GIVEN DATA
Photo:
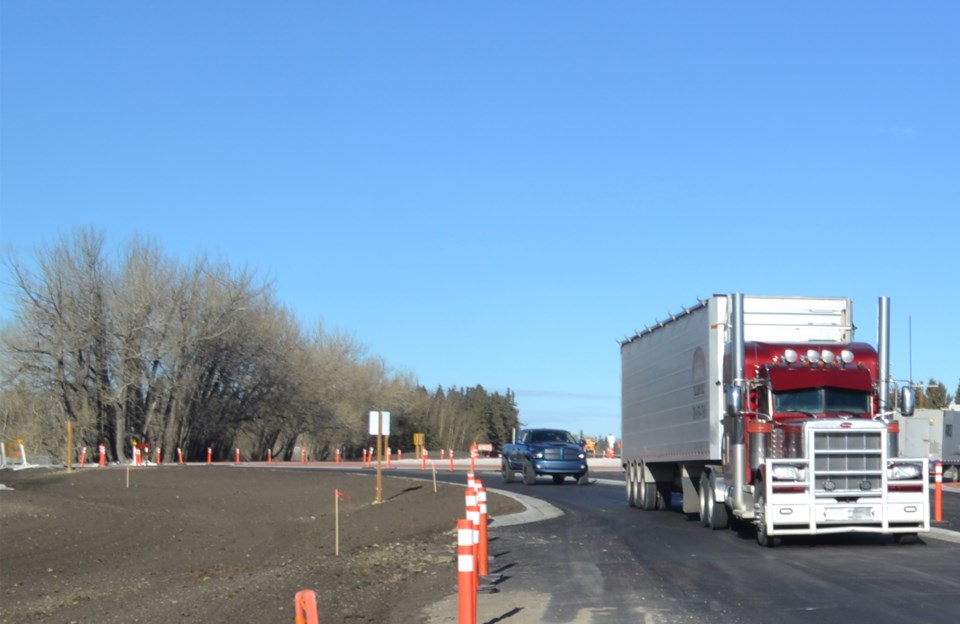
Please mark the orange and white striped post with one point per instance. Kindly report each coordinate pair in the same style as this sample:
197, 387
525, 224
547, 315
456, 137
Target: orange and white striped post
305, 607
473, 515
483, 569
466, 590
938, 492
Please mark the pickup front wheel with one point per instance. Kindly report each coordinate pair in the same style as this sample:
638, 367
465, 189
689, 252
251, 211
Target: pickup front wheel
529, 474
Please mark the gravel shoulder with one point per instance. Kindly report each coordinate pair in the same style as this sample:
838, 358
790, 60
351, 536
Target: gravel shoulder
224, 544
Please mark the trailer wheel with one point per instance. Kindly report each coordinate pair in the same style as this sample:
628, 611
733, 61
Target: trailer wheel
952, 474
506, 471
648, 496
529, 474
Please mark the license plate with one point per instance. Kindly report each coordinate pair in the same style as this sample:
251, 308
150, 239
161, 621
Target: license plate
844, 513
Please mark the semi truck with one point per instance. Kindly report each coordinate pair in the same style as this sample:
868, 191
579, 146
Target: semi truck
764, 411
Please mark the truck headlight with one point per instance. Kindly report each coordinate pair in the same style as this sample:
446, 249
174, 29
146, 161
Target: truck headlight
903, 470
788, 473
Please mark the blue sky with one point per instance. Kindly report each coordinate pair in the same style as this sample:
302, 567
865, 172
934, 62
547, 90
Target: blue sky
496, 193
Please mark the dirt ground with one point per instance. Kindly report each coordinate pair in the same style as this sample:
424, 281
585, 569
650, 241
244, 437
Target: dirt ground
223, 544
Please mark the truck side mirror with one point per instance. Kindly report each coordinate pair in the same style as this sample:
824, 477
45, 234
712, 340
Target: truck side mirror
908, 400
734, 399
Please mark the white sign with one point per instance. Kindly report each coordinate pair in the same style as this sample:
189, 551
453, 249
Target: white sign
385, 425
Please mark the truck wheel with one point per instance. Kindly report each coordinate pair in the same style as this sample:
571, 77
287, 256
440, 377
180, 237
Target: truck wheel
506, 471
529, 475
705, 491
648, 496
717, 513
759, 515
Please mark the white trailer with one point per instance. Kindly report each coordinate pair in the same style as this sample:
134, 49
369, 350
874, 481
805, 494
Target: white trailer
764, 409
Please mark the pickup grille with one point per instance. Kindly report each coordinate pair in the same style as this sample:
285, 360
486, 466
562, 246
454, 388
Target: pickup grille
558, 453
848, 463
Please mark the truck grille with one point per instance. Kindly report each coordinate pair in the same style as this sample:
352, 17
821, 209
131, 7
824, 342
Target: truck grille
848, 463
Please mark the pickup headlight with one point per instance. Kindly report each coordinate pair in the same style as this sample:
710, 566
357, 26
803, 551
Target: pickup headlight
788, 473
904, 470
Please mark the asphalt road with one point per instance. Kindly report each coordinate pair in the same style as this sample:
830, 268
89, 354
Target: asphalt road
602, 562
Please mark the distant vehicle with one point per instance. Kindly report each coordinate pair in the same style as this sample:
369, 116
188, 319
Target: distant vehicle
934, 434
553, 452
764, 410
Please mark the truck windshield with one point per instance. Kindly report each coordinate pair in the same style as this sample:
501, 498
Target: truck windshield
552, 437
822, 401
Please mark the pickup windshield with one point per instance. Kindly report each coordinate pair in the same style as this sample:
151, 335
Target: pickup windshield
551, 437
822, 401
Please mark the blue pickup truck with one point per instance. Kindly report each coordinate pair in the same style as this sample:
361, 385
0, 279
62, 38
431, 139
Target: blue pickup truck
536, 452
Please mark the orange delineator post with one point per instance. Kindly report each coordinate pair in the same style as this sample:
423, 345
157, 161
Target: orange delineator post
305, 607
473, 515
466, 591
483, 569
938, 492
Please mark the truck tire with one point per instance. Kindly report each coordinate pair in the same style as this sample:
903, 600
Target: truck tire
713, 514
704, 492
648, 496
529, 474
759, 515
506, 471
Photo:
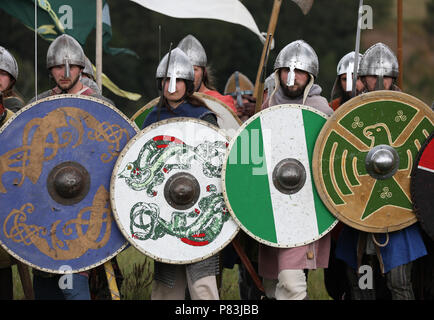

TASK REQUIREMENTS
Report every line in the data above that contains the word "plate".

RESULT OF THE TASK
Please mark the license plate with one point per instance. Kindly report each coordinate pair in the same style as this sample:
Target: license plate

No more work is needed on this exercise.